John MacLeod est au départ peu convaincu par l’idée de Banting, mais lui confie son laboratoire et l'un de ses élèves, Charles Best. Ensemble, les deux chercheurs obtiennent des premiers résultats encourageants en parvenant à faire baisser la glycémie de chiens privés de pancréas. John MacLeod s’implique finalement dans le projet et les aide à définir des protocoles. Ils sont rejoints par le chimiste J. B. Collip, qui doit les aider à créer un extrait pancréatique plus pur.

Leonard Thompson, premier patient guéri du diabète
En l’espace de 6 mois, les chercheurs font des avancées considérables. Quand, le 2 décembre 1921, le jeune Leonard Thompson, victime d’un diabète de type 1, entre à l’hôpital général de Toronto, Frederick Banting et Charles Best proposent leur aide. Le patient, âgé de 14 ans, ne pèse plus que 29 kilos, et ses jours sont comptés.
Frederick Banting et Charles Best parviennent à convaincre le père de l'adolescent de les laisser lui injecter un extrait composé à partir d’un broyat de pancréas de bœuf. Ils agissent sans l'assentiment de leurs collègues, John MacLeod et J. B. Collip, qui estiment qu’il est encore trop tôt pour passer de l’expérimentation animale à l’expérimentation humaine.

## DONNÉES FOURNIES

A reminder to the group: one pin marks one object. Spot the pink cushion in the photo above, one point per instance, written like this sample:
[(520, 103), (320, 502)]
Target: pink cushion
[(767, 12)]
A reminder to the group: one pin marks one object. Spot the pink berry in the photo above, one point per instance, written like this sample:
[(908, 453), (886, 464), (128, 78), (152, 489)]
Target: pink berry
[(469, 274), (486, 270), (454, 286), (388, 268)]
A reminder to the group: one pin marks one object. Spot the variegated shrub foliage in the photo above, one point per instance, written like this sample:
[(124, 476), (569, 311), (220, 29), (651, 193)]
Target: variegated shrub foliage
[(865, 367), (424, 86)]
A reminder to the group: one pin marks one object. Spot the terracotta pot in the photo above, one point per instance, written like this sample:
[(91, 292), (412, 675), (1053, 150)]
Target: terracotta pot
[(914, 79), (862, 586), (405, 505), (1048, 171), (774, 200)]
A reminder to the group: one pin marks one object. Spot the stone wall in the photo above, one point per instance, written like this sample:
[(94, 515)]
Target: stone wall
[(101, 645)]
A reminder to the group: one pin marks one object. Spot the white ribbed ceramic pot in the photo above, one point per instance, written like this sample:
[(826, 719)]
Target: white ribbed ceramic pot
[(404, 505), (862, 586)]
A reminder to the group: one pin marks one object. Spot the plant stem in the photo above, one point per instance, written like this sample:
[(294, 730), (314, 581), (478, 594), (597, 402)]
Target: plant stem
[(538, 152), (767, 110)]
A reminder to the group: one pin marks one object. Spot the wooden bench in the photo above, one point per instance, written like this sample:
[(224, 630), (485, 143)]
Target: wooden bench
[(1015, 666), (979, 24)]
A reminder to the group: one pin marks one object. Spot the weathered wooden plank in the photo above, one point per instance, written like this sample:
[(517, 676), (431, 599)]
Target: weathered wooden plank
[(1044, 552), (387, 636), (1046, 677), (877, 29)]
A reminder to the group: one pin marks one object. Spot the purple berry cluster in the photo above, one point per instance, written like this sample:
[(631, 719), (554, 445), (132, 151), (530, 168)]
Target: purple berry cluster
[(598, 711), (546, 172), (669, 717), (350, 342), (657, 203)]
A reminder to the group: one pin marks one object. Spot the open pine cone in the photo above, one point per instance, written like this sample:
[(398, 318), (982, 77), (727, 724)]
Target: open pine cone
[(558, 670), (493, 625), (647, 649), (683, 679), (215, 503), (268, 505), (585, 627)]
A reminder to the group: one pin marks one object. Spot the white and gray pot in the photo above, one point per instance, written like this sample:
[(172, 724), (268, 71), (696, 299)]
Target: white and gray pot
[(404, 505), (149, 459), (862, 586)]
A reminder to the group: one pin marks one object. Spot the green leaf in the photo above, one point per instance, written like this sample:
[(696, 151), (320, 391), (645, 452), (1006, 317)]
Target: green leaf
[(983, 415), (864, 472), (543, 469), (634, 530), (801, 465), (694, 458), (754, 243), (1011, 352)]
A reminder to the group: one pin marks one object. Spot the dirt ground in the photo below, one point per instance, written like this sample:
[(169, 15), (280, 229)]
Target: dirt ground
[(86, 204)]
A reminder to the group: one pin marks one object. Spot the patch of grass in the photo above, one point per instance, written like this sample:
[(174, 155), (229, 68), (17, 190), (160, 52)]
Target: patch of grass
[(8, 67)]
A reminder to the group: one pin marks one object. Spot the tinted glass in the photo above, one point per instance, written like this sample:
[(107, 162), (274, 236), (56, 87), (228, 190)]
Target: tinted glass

## CONSIGNE 1
Indiquez si chacune des affirmations suivantes est conforme au texte sur Leonard Thompson : (a) John MacLeod adhère d'emblée à l'idée de Banting ; (b) Leonard Thompson entre à l'hôpital général de Toronto le 2 décembre 1921 ; (c) John MacLeod et J. B. Collip jugent le moment venu de passer à l'expérimentation humaine. Pour chacune, répondez par oui ou par non et citez les mots décisifs du texte.
## CONSIGNE 2
Reprenez le texte sur Leonard Thompson à la suite de sa dernière phrase et poursuivez-le.

## RÉPONSE FINALE 1
(a) Non : « John MacLeod est au départ peu convaincu par l’idée de Banting ».
(b) Oui : « le 2 décembre 1921, le jeune Leonard Thompson, victime d’un diabète de type 1, entre à l’hôpital général de Toronto ».
(c) Non : « qui estiment qu’il est encore trop tôt pour passer de l’expérimentation animale à l’expérimentation humaine ».

## RÉPONSE FINALE 2
Le 11 janvier 1922, Leonard Thompson se voit injecter la solution… Mais les résultats sont bien en-deçà des espérances des deux chercheurs : la glycémie du jeune garçon passe de 4,4 g/L à 3,2 g/L. Un chiffre encore loin d’atteindre les 1,26 g/L requis pour être dans la norme. Pire encore : un abcès se forme à l’endroit où les piqûres ont été administrées, preuve que la solution est encore trop impure.
John MacLeod et J. B. Collip sont très contrariés par les agissements de leurs camarades. Mais la machine est lancée, et le chimiste Collip s'attèle à la création d’une préparation plus pure. Elle est administrée à la fin du mois de janvier, en trois fois. Les résultats sont immédiats : la glycémie passe de 5,2 à 1,20 g/L et le corps cesse de puiser dans les graisses du jeune homme. Le rétablissement paraît quasi miraculeux : Leonard Thompson se remet peu à peu.

D’autres “miraculés” suivront, comme le raconte Marc Gozlan dans un passionnant article sur les premiers patients traités par insuline. Quant à Leonard Thompson, comme il le précise, il meurt à l’âge de 26 ans des suites d’une pneumopathie aiguë : “L’autopsie montre un pancréas atrophié, ne pesant que 40 grammes. Il est conservé au musée anatomique de l’Institut Banting de Toronto”.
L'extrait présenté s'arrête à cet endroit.